▶ _SOURCE MATERIAL_:
[start]
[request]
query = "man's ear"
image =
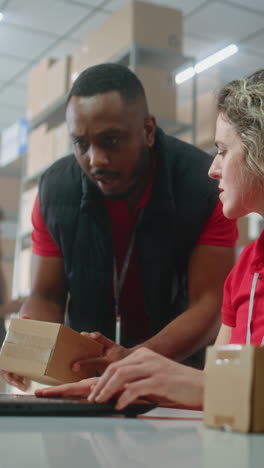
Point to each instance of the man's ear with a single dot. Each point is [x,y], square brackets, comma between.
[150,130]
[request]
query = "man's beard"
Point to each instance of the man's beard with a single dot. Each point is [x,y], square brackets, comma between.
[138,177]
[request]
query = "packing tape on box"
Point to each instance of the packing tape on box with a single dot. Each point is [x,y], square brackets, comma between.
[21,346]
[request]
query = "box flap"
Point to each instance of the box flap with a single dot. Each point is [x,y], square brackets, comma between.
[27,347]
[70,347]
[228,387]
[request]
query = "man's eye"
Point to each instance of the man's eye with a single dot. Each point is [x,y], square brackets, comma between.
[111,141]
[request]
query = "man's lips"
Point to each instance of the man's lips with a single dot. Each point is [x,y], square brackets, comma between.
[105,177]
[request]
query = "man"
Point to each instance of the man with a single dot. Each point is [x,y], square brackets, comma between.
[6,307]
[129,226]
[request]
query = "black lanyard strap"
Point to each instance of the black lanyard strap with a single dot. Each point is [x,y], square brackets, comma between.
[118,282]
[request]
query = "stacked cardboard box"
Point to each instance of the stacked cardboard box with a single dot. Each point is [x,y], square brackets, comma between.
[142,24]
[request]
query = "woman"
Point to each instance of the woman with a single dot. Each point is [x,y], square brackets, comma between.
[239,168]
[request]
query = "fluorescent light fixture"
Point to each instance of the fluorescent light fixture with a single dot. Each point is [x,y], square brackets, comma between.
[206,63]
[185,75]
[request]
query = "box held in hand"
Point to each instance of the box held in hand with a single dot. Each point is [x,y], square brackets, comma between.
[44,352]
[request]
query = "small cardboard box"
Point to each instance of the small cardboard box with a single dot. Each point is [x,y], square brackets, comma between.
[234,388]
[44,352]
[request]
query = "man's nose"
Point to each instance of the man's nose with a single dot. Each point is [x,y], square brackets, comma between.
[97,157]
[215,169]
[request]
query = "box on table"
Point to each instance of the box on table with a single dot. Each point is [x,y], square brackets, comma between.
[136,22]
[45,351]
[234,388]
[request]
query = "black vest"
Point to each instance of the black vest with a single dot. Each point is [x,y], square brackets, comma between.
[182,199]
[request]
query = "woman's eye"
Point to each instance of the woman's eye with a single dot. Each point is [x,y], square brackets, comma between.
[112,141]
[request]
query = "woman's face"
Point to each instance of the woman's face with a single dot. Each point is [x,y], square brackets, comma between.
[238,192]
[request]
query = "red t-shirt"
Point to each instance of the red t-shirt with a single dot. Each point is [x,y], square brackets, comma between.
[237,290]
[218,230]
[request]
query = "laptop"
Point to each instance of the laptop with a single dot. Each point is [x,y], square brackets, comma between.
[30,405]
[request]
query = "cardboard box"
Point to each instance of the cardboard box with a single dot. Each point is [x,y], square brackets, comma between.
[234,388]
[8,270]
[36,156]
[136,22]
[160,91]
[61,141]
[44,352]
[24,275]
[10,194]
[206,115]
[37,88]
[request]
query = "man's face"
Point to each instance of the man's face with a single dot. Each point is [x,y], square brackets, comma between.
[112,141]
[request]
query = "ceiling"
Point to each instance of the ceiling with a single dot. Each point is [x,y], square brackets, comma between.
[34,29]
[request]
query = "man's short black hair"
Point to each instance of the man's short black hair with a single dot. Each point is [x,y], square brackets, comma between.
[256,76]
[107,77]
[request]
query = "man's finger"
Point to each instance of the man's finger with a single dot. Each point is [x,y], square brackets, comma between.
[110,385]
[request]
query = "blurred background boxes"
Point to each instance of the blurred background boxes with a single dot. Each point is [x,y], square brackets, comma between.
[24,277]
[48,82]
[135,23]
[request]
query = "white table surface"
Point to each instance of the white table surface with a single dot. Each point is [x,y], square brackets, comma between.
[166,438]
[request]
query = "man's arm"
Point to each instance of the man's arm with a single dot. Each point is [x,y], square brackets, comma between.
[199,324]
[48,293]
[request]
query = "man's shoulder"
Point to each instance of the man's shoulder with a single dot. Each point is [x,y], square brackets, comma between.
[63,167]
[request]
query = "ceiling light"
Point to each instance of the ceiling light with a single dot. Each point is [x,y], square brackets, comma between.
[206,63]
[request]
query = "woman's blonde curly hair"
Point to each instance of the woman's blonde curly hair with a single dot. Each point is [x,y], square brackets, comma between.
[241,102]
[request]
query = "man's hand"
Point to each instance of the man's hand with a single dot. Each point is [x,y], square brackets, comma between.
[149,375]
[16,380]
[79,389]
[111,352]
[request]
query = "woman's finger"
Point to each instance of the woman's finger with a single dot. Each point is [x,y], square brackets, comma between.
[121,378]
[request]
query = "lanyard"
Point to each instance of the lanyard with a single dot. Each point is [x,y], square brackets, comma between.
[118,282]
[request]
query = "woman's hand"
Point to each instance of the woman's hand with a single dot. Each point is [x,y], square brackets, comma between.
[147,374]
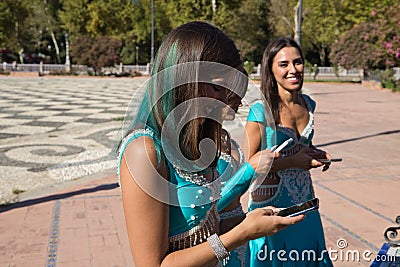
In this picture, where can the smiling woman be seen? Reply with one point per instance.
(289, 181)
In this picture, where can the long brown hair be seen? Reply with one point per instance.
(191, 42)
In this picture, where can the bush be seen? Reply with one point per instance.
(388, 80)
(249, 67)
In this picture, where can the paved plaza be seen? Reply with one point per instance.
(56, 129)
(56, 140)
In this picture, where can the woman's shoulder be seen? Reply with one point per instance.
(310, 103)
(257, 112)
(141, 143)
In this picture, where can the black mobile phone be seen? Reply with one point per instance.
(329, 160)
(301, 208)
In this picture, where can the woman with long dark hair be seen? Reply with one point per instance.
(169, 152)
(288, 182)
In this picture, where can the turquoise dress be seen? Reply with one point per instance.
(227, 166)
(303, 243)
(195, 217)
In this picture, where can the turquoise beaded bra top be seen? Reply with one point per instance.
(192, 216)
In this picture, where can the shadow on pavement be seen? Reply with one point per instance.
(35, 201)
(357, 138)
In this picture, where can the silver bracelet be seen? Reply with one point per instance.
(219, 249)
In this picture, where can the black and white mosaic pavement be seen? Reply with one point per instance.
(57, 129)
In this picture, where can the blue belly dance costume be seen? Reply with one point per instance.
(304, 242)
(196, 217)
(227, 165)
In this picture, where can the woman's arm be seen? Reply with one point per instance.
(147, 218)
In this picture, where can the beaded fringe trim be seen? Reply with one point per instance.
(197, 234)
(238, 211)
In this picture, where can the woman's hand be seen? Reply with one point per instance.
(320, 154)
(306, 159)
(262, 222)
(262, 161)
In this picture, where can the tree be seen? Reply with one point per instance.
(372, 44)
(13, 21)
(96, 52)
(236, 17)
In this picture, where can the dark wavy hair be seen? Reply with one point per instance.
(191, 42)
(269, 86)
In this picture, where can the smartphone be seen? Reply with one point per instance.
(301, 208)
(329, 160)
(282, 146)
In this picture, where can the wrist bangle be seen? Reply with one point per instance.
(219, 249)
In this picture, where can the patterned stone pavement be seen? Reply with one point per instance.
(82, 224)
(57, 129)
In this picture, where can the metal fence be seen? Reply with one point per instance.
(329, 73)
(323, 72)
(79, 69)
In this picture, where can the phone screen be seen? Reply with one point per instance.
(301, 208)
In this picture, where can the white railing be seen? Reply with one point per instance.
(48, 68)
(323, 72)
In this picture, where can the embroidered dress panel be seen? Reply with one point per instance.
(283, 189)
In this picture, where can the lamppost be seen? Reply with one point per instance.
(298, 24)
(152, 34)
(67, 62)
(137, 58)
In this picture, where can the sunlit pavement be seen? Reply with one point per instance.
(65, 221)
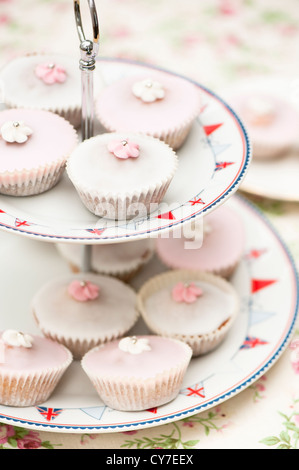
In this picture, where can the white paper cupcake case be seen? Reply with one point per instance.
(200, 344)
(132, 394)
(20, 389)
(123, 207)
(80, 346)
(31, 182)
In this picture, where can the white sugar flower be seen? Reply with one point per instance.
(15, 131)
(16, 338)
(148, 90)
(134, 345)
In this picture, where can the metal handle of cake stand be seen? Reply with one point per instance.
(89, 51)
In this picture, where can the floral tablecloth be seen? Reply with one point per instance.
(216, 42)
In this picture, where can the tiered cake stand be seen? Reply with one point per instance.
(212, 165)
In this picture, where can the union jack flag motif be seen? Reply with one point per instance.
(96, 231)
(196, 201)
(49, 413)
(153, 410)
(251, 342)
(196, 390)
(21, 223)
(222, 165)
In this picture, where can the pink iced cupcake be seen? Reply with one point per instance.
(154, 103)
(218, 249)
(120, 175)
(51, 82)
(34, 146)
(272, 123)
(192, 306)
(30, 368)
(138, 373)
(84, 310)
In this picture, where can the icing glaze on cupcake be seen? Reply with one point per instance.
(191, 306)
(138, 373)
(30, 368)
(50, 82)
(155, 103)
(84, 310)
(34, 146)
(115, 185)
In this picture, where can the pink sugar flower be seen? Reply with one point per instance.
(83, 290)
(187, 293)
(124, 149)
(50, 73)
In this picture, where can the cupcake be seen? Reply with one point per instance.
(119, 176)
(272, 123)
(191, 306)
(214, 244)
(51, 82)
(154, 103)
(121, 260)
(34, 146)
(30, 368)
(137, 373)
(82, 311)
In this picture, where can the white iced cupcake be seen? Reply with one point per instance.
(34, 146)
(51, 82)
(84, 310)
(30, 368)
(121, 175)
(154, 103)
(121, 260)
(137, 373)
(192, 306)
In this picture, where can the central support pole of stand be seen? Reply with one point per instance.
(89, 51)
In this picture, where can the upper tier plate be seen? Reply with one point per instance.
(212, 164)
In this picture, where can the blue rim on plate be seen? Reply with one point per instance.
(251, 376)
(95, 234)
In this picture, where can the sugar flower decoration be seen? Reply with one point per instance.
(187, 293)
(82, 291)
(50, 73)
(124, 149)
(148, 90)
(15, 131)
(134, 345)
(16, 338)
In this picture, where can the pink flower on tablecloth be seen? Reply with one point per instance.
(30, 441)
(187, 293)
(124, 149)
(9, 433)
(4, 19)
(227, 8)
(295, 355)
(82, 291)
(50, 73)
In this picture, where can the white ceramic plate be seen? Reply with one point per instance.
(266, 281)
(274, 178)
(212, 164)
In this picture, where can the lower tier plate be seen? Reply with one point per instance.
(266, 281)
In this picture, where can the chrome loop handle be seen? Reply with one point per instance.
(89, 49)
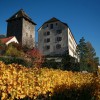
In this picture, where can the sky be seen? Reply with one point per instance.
[end]
[start]
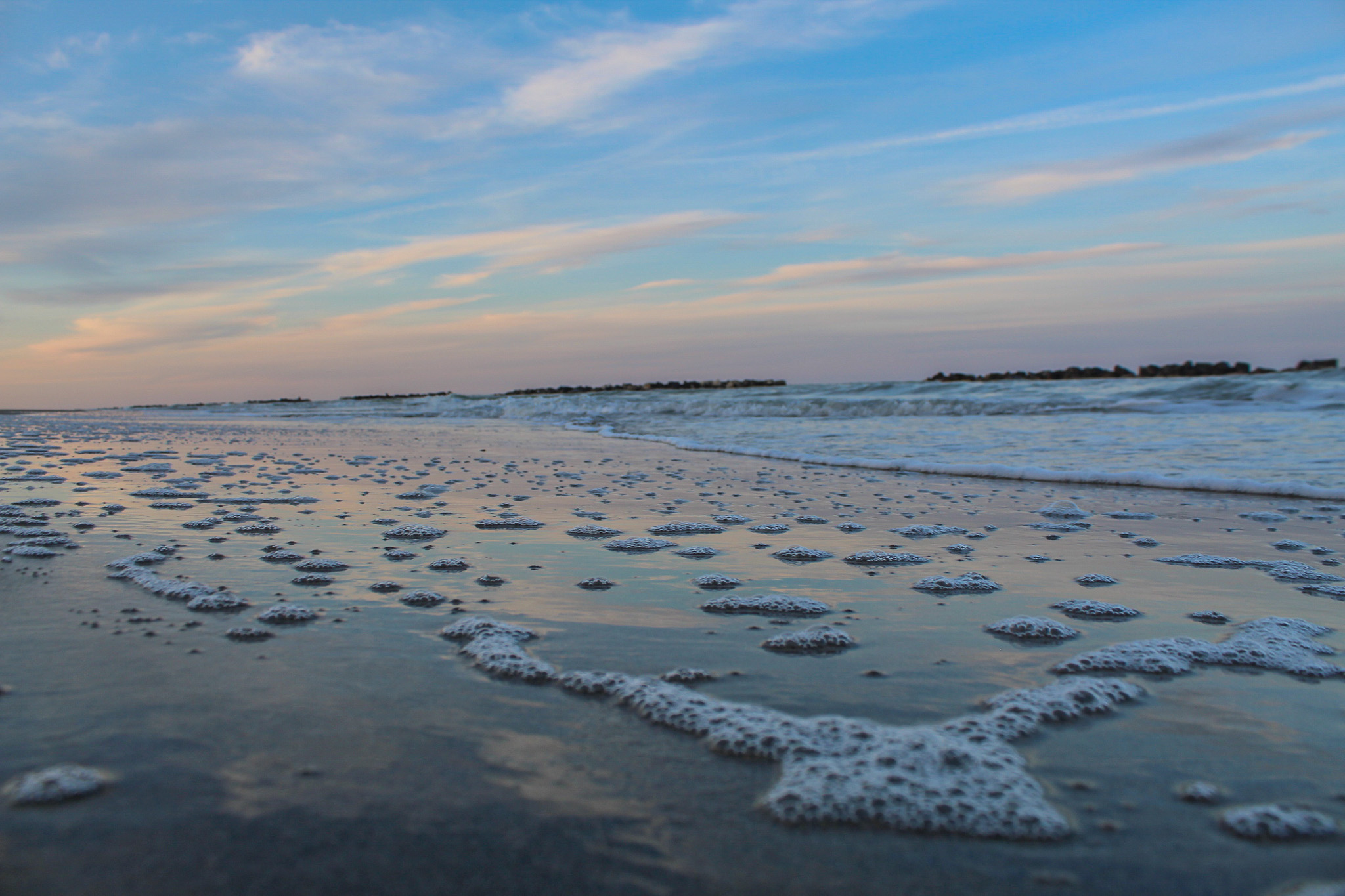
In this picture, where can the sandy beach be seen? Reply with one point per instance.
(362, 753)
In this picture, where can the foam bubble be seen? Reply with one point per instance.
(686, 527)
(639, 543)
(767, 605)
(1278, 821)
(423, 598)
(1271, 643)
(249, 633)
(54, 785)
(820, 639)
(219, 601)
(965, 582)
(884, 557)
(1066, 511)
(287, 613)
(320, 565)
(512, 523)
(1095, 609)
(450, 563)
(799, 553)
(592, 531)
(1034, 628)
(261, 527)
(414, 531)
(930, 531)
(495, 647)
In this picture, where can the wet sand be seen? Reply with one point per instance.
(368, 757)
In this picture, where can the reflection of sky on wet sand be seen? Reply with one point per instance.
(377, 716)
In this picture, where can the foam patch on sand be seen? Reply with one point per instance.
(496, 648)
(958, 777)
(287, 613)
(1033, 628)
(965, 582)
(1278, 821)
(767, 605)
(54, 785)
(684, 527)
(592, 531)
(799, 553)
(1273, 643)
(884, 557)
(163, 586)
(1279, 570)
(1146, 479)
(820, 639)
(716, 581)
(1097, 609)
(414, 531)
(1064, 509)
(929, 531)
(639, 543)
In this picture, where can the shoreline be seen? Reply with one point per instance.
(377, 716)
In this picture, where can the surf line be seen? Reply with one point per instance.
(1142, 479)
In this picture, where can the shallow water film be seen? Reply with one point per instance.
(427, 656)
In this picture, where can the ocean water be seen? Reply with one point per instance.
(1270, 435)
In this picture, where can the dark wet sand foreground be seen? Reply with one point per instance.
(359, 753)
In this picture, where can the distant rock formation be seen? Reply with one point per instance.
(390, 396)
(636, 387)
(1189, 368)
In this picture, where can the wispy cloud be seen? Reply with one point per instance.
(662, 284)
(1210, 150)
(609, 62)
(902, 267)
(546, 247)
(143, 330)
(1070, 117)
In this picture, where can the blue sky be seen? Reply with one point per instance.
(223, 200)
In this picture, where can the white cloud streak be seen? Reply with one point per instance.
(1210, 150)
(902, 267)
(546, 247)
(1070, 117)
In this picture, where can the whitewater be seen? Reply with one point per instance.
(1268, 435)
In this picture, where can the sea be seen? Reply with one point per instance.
[end]
[start]
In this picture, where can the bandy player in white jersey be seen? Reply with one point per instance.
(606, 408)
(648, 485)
[end]
▶ _STATED TASK_:
Filter the entries above, keeping only the lines that contain the string "lips", and copy each of those lines.

▶ _THE RESPONSE_:
query = "man's lips"
Point to each instance of the man's lips with a single dot. Each point is [x,y], square brackets, comma between.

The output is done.